QUESTIONS ON THE MATERIAL>
A) Do these statements agree with the article about Coach Lucia? For each, answer yes or no and quote the deciding words.
(i) The game misconduct Marshall received on Saturday was his third of the season.
(ii) Lucia wants video replay used for trips.
(iii) Marshall hit Farley during the first period.
B) Answer from the article about Coach Lucia:
(i) Which opponent's game will Marshall miss on Friday?
(ii) On what day did Lucia take issue with the call?
(iii) Near which line did Marshall hit Farley?

== PASSAGE ==

Gophers coach Lucia calls for replay following player suspension
MINNEAPOLIS -- Don Lucia didn't rant or get upset when he saw defenseman Ben Marshall being ejected from last Saturday's game against Minnesota-Duluth. The Minnesota Gophers men's hockey coach stood stoic with a stern look on his face after Marshall was escorted off the ice after a mid-ice collision with Bulldogs forward Austin Farley.
Lucia's time to take issue with the call came Wednesday.
Marshall was given a game misconduct, his third of the season, Saturday after referees ruled contact to Farley's head on the play. Due to NCAA rules, Marshall, who has three goals and 12 points, will have to sit out Friday's home game against Michigan State because he has three game misconducts this season. Only Lucia doesn't believe Marshall made contact with the head and believes a video replay could have kept his defenseman in the game and available for Friday.
"Yes, I would very much be favor of (video replay of) any major penalty," Lucia said Wednesday. "You don't want to go to video for a trip or anything like that, but any penalty where a player is potentially going to get a major or thrown out of a game. You want to get it right. We don't play enough games that, not only is our team penalized, but more importantly, the player's penalized for something that you look at the video replay and it didn't happen."
Marshall hit Farley near the Minnesota blue line during the second period after Farley tried to take a lead pass from his own zone. The play happened quickly and Farley fell to the ice and grabbed his head. Referees called a penalty on Marshall and put him in the penalty box, before ruling Marshall made contact to the head and gave him a game misconduct.

===
== RECORDED INFORMATION ==

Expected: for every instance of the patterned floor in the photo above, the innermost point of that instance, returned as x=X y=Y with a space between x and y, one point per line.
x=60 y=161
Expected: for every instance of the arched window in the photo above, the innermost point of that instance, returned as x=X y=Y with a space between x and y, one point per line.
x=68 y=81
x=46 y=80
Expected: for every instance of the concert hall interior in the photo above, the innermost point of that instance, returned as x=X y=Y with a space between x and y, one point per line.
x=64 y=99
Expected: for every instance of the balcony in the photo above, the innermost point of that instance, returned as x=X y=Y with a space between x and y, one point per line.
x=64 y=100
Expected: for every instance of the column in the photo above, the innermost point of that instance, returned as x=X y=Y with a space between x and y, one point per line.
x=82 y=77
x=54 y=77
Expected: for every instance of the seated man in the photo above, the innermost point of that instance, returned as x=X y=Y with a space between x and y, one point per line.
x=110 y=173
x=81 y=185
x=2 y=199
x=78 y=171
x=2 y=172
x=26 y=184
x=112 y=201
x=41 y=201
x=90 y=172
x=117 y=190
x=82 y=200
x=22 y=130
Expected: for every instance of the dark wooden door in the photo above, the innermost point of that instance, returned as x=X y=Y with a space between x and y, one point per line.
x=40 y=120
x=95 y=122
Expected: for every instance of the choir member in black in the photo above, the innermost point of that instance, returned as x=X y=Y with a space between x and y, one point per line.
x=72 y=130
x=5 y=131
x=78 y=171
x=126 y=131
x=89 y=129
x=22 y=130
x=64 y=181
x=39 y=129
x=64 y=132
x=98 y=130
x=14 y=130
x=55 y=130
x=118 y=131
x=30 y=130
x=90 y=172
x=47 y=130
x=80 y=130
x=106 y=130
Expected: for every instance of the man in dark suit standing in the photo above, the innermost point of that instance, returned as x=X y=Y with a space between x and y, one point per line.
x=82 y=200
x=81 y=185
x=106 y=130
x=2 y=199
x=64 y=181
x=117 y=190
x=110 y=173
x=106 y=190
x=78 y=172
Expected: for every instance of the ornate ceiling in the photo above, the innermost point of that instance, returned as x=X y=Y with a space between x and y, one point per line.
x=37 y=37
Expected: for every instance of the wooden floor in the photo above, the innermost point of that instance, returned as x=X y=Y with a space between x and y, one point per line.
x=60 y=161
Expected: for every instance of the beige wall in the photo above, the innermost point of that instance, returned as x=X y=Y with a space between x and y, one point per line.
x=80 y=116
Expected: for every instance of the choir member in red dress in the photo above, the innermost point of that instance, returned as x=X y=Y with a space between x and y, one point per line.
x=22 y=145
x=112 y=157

===

EXERCISE RESULTS>
A)
(i) Yes: "Marshall was given a game misconduct, his third of the season, Saturday"
(ii) No: "You don't want to go to video for a trip or anything like that"
(iii) No: "during the second period"

B)
(i) Michigan State
(ii) Wednesday
(iii) The Minnesota blue line